■ Extrait du document

Même si tout nous laissait croire à un printemps hâtif, forcé d’admettre que c’est loin d’être le cas. Avec un hiver qui en fait, n’en n’était pas un, il était légitime de penser que nous aurions droit à un printemps hâtif. La réalité, c’est que depuis que le printemps est arrivé, l’hiver ne veut plu s’en aller.
Un printemps pas comme les autres
C’est vrai que la plupart des lacs dans la partie sud du Québec sont sur le point de « callé » si ce n’est pas déjà fait. Par contre, il fait toujours froid, il neige, il pleut et quand le soleil se pointe le bout du nez, il vient accompagner d’un front froid et des vents du nord. La question qu’il faut alors se poser en tant que pêcheur c’est : Quelles sont les conséquences de ce genre de conditions sur nos plans d’eau et comment réagissent nos poissons face à cette particularité saisonnière?
Cette question qui semble assez simple à la base, peut devenir asse complexe à répondre. C’est que chaque plan est différent. La situation géographique de chacun, fait en sorte que certains se libèrent plus rapidement de leur couvert de glace que d’autres. De plus, dans une même région, les petits plans d’eau auront tendance à se réchauffer beaucoup plus vite que ceux qui possède de grandes profondeurs. Certains grands plans d’eau ont parfois de grands plateaux à faible profondeur où l’eau, une fois chauffé au soleil, réchauffera plus vite que sa partie profonde.
Aussi, le type de tributaires y joue pour beaucoup dans le processus de réchauffement. Les rivières qui parcourent les champs, nourrissent les plans d’eau, d’une eau beaucoup plus chaude que celles qui parcourent les terres boisées. La limpidité (la teinte) est un autre facteur important qui contribue au réchauffement plus rapide d’un lac ou d’une rivière. Étant donné que toutes les microparticules de l’eau absorbent l’énergie du soleil, ces impuretés contribuent par le fait même, à réchauffer son environnement. Donc plus une eau est teintée, plus elle réchauffera rapidement.

■ Travail demandé
Pouvez-vous recopier mot pour mot le passage du texte sur le printemps tardif allant de « Même si tout » jusqu'à « plu s’en aller. » ?

(Données extraites d'une collection)

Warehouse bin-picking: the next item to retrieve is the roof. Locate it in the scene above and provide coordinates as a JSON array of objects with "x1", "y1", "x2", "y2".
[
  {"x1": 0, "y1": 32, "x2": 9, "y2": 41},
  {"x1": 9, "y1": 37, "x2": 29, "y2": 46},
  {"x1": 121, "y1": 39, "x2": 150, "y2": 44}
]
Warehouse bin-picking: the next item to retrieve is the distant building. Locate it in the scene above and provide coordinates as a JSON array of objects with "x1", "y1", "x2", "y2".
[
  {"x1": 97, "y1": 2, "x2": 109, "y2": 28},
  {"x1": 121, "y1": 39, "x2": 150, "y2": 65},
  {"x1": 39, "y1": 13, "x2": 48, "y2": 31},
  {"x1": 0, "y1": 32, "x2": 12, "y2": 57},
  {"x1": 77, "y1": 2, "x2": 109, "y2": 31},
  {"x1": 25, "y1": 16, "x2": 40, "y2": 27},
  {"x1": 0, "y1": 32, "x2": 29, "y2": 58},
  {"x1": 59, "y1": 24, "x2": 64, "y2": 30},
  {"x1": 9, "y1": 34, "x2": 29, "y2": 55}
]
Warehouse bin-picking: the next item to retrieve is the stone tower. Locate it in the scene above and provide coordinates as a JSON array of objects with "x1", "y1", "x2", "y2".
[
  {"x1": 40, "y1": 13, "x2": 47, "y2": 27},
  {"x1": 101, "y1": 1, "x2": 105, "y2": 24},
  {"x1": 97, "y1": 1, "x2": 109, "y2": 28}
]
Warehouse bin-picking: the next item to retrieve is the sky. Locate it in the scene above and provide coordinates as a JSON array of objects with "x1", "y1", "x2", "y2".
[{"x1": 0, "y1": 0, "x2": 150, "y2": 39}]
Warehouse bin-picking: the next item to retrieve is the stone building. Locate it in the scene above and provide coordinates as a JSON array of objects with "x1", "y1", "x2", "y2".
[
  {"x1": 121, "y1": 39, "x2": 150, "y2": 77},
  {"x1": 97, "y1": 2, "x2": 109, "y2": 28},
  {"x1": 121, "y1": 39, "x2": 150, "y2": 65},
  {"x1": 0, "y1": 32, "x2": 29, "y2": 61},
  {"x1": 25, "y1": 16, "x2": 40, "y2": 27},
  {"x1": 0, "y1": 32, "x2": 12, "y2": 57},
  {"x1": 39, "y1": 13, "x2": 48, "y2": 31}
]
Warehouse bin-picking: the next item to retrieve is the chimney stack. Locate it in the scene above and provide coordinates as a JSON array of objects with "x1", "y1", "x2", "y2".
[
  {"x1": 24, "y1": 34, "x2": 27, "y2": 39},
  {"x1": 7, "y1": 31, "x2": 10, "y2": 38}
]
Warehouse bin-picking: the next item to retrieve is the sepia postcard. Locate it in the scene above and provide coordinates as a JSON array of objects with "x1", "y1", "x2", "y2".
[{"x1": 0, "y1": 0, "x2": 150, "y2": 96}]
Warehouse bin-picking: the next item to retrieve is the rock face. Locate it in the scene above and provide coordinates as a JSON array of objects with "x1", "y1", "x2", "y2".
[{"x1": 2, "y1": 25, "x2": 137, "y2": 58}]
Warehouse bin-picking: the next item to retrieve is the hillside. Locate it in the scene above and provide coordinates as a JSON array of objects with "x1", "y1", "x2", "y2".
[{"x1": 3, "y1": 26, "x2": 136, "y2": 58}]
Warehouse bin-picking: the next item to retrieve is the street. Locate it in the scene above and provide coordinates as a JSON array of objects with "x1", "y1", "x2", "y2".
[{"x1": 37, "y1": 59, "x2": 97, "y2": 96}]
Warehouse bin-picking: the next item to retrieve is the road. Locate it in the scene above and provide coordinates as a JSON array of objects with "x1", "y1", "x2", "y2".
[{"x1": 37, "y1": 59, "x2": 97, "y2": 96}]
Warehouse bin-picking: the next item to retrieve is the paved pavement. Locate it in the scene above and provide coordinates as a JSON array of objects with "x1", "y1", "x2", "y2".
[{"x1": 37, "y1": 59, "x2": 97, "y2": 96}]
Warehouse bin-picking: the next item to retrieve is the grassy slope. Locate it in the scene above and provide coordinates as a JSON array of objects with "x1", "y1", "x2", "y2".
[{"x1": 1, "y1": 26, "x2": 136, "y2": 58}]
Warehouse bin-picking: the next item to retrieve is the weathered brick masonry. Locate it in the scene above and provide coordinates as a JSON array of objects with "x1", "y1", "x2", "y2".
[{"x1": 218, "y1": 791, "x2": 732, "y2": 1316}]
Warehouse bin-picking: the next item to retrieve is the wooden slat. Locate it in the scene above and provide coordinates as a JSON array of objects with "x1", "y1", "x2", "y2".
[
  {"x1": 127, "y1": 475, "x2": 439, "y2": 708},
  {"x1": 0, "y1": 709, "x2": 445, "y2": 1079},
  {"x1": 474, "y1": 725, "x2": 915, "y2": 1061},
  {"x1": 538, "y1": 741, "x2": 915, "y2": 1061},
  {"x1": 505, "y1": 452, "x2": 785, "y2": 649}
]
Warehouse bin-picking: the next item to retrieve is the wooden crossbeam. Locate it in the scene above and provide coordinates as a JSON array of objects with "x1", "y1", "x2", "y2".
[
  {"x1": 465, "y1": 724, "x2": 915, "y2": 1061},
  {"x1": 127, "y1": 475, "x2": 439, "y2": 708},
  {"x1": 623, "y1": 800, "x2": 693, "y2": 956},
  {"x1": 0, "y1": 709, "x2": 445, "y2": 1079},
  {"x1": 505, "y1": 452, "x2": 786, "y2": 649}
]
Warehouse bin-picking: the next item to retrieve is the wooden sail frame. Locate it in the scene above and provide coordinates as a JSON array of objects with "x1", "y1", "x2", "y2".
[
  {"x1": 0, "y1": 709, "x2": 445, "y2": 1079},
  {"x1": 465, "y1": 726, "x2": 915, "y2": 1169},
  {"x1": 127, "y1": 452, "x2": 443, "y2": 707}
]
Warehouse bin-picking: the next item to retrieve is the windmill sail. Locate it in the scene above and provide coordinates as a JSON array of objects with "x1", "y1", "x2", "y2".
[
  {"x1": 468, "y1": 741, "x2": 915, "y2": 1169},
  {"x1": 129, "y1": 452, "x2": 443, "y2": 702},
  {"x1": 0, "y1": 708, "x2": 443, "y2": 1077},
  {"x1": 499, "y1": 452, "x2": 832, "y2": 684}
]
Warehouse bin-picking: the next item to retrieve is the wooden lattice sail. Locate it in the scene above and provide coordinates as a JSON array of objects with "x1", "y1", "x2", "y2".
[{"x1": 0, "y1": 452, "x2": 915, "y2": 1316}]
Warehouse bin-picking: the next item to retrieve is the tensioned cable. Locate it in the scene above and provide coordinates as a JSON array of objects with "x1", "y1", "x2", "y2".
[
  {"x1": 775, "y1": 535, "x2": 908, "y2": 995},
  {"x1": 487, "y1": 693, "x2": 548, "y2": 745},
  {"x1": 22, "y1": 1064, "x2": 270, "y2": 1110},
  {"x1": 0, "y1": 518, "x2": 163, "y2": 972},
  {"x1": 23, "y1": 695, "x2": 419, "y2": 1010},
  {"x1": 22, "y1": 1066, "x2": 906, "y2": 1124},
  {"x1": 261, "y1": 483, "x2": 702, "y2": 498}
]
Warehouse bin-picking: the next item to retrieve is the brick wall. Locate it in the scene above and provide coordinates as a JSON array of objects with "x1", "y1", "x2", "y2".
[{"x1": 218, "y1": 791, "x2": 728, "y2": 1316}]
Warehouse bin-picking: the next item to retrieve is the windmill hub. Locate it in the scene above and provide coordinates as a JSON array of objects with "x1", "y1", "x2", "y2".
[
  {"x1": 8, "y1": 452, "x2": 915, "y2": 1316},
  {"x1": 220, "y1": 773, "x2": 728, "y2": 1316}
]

■ Corrigé
Même si tout nous laissait croire à un printemps hâtif, forcé d’admettre que c’est loin d’être le cas. Avec un hiver qui en fait, n’en n’était pas un, il était légitime de penser que nous aurions droit à un printemps hâtif. La réalité, c’est que depuis que le printemps est arrivé, l’hiver ne veut plu s’en aller.